[[ Source extract, beginning ]]

Skip to main content
Back to Blog
deep-diveJanuary 12, 202514 min min read

Implementing RAG with Laravel and pgvector

A practical guide to building Retrieval-Augmented Generation systems in Laravel using PostgreSQL's pgvector extension for semantic search.

Robert Fridzema

Robert Fridzema

Fullstack Developer

Implementing RAG with Laravel and pgvector

Large Language Models are powerful, but they hallucinate and lack knowledge of your specific data. Retrieval-Augmented Generation (RAG) solves this by giving the LLM relevant context from your own documents before generating a response. Here's how to build a RAG system in Laravel using pgvector.

What is RAG?

RAG combines two steps:

  1. Retrieval - Find relevant documents based on the user's query
  2. Generation - Use those documents as context for the LLM
User Query: "What's our refund policy?"
        │
        ▼
┌───────────────────┐
│  Vector Search    │ ── Find similar documents
└───────────────────┘
        │
        ▼
┌───────────────────┐
│  Context: Found   │ ── "Refunds within 30 days..."
│  3 relevant docs  │
└───────────────────┘
        │
        ▼
┌───────────────────┐
│  LLM Generation   │ ── Generate answer using context
└───────────────────┘
        │
        ▼
Response: "Our refund policy allows returns within 30 days..."

Why pgvector?

Vector databases are hot right now - Pinecone, Weaviate, Qdrant. But if you're already using PostgreSQL, pgvector lets you add vector search without another service:

  • No additional infrastructure - Just a PostgreSQL extension
  • Transactional consistency - Vectors and data in the same transaction
  • Familiar tooling - Use Eloquent, migrations, backups as usual
  • Good enough performance - Handles millions of vectors with proper indexing

Setup

1. Install pgvector

# PostgreSQL 16 with pgvector
docker run -d \
  --name postgres-vectors \
  -e POSTGRES_PASSWORD=secret \
  -p 5432:5432 \
  pgvector/pgvector:pg16

Or add to existing PostgreSQL:

CREATE EXTENSION vector;

2. Laravel Migration

// database/migrations/create_documents_table.php
public function up(): void
{
    // Enable pgvector extension
    DB::statement('CREATE EXTENSION IF NOT EXISTS vector');

    Schema::create('documents', function (Blueprint $table) {
        $table->id();
        $table->string('title');
        $table->text('content');
        $table->string('source')->nullable();
        $table->timestamps();
    });

    // Add vector column (1536 dimensions for OpenAI ada-002)

[[ Source extract, end ]]
[[ Source data, beginning ]]

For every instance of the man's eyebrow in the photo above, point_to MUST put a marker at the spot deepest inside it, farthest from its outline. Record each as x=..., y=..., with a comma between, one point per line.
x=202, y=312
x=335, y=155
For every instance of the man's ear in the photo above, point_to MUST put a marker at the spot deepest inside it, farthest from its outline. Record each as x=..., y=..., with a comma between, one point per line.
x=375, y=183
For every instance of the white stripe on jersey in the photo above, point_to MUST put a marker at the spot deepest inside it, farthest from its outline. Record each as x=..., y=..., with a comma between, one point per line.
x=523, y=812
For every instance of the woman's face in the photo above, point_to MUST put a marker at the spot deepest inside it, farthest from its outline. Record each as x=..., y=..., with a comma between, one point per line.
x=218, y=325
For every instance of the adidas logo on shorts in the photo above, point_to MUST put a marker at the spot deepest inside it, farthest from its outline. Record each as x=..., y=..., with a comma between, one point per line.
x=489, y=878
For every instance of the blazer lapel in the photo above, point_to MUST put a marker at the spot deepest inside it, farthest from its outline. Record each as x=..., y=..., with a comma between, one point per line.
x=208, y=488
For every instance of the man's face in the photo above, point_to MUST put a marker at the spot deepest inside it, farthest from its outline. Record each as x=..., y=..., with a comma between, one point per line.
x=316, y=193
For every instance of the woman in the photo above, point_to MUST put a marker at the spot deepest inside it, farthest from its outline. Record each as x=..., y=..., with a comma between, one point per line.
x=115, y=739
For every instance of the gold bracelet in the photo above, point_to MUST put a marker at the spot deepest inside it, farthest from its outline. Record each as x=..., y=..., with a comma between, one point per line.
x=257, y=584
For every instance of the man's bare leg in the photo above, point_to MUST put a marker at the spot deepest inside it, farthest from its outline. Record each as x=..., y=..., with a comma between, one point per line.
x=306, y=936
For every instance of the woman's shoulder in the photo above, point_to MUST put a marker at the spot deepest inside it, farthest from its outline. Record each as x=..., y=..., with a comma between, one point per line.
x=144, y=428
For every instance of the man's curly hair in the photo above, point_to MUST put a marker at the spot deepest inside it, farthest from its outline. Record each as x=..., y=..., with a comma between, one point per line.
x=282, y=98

[[ Source data, end ]]

◆ **Work request 1**
In the RAG guide, list the benefits of pgvector named in the bulleted list under "Why pgvector?", giving only the short label that opens each bullet.
◆ **Work request 2**
Transcribe the part of the RAG guide that starts at the words "A practical guide" and ends with the words "What is RAG?".

◆ **Answer section 1**
No additional infrastructure
Transactional consistency
Familiar tooling
Good enough performance

◆ **Answer section 2**
A practical guide to building Retrieval-Augmented Generation systems in Laravel using PostgreSQL's pgvector extension for semantic search.

Robert Fridzema

Robert Fridzema

Fullstack Developer

Implementing RAG with Laravel and pgvector

Large Language Models are powerful, but they hallucinate and lack knowledge of your specific data. Retrieval-Augmented Generation (RAG) solves this by giving the LLM relevant context from your own documents before generating a response. Here's how to build a RAG system in Laravel using pgvector.

What is RAG?